Objective: Copy the listing below line for line, leaving every word, number and symbol unchanged.
======== Given records ========
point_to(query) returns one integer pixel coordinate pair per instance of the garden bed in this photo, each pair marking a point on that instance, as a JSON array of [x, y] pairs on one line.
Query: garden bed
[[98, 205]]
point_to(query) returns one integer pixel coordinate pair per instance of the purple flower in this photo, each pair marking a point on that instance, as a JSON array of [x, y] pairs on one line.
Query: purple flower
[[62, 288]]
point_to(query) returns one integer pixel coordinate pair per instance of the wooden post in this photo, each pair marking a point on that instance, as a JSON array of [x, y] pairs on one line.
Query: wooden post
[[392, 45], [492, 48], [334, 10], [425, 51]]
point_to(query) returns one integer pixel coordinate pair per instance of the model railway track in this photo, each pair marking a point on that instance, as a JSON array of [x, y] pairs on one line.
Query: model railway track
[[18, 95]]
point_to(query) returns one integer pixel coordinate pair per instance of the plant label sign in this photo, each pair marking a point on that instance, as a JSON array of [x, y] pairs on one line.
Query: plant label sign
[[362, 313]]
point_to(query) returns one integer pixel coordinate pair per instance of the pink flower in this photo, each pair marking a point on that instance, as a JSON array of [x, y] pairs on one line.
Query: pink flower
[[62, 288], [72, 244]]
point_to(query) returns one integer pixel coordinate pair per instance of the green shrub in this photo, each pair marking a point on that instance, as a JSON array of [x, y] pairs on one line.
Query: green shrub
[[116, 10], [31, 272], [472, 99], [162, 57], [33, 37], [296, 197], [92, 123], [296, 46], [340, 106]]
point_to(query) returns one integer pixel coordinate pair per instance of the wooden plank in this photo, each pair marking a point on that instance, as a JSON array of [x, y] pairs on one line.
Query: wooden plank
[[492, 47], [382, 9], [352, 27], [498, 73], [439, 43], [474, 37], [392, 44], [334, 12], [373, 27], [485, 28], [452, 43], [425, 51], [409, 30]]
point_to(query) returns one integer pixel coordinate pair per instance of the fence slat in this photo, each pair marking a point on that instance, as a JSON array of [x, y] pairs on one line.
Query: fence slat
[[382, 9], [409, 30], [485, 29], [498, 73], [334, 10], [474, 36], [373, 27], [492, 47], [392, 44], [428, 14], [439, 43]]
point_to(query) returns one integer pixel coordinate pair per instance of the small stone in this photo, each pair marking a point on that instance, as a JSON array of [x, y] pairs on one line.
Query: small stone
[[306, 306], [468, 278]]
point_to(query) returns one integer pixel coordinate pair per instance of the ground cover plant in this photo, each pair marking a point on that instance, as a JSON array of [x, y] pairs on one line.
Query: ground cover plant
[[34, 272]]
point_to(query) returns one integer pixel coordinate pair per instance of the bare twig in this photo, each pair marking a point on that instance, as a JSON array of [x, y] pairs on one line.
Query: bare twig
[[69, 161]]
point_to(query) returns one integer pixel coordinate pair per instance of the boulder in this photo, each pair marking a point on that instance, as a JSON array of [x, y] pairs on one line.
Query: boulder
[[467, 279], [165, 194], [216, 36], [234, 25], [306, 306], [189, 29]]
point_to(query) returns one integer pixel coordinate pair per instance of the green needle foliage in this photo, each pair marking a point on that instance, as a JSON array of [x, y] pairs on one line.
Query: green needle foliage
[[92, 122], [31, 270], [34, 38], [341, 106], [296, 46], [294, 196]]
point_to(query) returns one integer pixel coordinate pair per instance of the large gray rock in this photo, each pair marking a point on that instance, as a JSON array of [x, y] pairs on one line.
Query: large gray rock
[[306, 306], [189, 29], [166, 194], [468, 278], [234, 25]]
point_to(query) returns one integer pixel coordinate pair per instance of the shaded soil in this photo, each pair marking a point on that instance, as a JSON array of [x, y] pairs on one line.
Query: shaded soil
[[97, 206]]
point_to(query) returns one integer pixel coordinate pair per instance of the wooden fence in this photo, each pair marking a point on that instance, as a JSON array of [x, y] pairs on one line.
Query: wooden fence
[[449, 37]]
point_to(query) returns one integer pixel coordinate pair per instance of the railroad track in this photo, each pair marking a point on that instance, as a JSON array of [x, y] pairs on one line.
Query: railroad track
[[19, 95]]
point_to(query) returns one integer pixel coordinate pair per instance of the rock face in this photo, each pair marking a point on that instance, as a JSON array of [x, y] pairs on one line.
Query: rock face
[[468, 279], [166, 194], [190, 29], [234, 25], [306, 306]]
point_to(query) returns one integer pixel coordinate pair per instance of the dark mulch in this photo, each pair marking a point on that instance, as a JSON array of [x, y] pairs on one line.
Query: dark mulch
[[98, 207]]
========
The completed task:
point_to(query) returns one integer pixel coordinate pair per instance of the garden bed in this photo, each pair marking a point on that instance, as a JSON array of [x, y] pairs on one line.
Query: garden bed
[[98, 205]]
point_to(query) returns one integer pixel coordinate pair per instance of the purple flower in this photo, each pair marking a point on that instance, as a JSON array of [x, y] pairs on one line.
Query: purple flower
[[62, 288]]
point_to(query) returns one integer pixel coordinate pair per instance of the wooden post in this photo, each pair marking a point on that instance, as a JSON array of [x, y] pairs on one line.
Query: wooden post
[[392, 45], [492, 48], [334, 10], [425, 51]]
point_to(query) returns one integer pixel coordinate pair per instance of the model railway track in this photo, each pair marking a point on that instance, as a JSON array of [x, y] pairs on one line.
Query: model railway track
[[18, 95]]
point_to(query) returns one integer pixel coordinate pair per instance of the plant label sign in this photo, each pair marking a point on that instance, as a JSON array of [x, y] pairs on one line.
Query: plant label sign
[[362, 313]]
point_to(query) returns one integer pixel coordinate pair per instance of the pink flower in this photo, each pair marking a point on that instance, as a JSON array of [x, y] pairs on one line.
Query: pink flower
[[62, 288], [72, 244]]
point_to(query) returns one integer pixel coordinate pair per instance of the green shrub in this photo, each pair marking a point on that instance, as a JSON array of [x, y] pairs on one line.
Query: green shrub
[[116, 10], [31, 272], [472, 99], [162, 57], [33, 37], [296, 197], [92, 123], [296, 46], [340, 106]]
point_to(query) returns one integer pixel coordinate pair per instance of the wooden plank in this photo, each pair marking a point on that instance, as a JSON array of [x, y] pairs on one line.
Query: wooden plank
[[492, 47], [382, 9], [352, 27], [498, 73], [439, 43], [474, 37], [392, 44], [334, 12], [373, 27], [485, 28], [452, 43], [425, 51], [409, 30]]
point_to(query) returns one integer pixel coordinate pair per instance of the fence slat in this photo, each pair marking a point on that instance, as a JSON array of [x, y] pairs on one line.
Query: fence slat
[[382, 9], [409, 30], [485, 29], [498, 73], [334, 10], [474, 36], [373, 27], [492, 47], [392, 44], [428, 14], [439, 43]]
point_to(query) returns one integer pixel coordinate pair per instance of the small stone in this photo, each pair marking a point on that instance, as a JSON array of [x, y] pairs on one line.
Query: small stone
[[306, 306], [468, 278]]
point_to(query) returns one integer pixel coordinate pair per instance of the ground cover plant in this photo, each pair marking a point on that instance, as a JSON array of [x, y] pairs on one line.
Query: ground cover plant
[[34, 272]]
point_to(query) returns one integer pixel coordinate pair per instance of the bare twig in this photo, each pair marking a point on that instance, as a JSON array of [x, y] pairs on one line.
Query: bare twig
[[69, 161]]
point_to(query) returns one integer pixel coordinate pair per instance of the boulder in this photo, each pair marking a point on that instance, as a JSON array of [x, y] pairs on one line.
Query: boulder
[[467, 279], [165, 194], [216, 36], [234, 25], [306, 306], [189, 29]]
point_to(query) returns one integer pixel coordinate pair per instance of the green needle foliage in this photo, each pair marking a point on that instance, as a JSON array of [x, y] pairs on one line.
Query: green needle foliage
[[92, 122], [31, 270], [34, 38], [341, 106], [296, 46], [294, 196]]
point_to(query) returns one integer pixel coordinate pair per instance of the large gray rock in this photo, each pair marking a point on that instance, as a JSON array of [x, y] pairs on one line.
Query: large gray rock
[[306, 306], [189, 29], [166, 194], [468, 278], [234, 25]]
point_to(query) returns one integer pixel coordinate pair per instance of the shaded soil in this photo, each pair marking a point on that instance, as a JSON array of [x, y] pairs on one line.
Query: shaded soil
[[97, 206]]
point_to(query) returns one integer pixel coordinate pair per instance of the wooden fence in this photo, each pair marking a point on that instance, as a JSON array of [x, y] pairs on one line.
Query: wooden fence
[[449, 37]]
point_to(query) returns one integer pixel coordinate pair per instance of the railroad track in this photo, each pair marking a point on that instance, as a JSON array of [x, y] pairs on one line.
Query: railroad track
[[19, 95]]
point_to(query) returns one integer pixel coordinate pair per instance of the rock face in this photo, each pair marking a point on that instance, as a JSON array of [x, y] pairs on one line.
Query: rock face
[[468, 279], [166, 194], [190, 29], [234, 25], [306, 306]]
point_to(query) returns one integer pixel coordinate pair per instance of the dark mulch in this photo, each pair marking a point on that instance, as a JSON array of [x, y] pairs on one line.
Query: dark mulch
[[98, 207]]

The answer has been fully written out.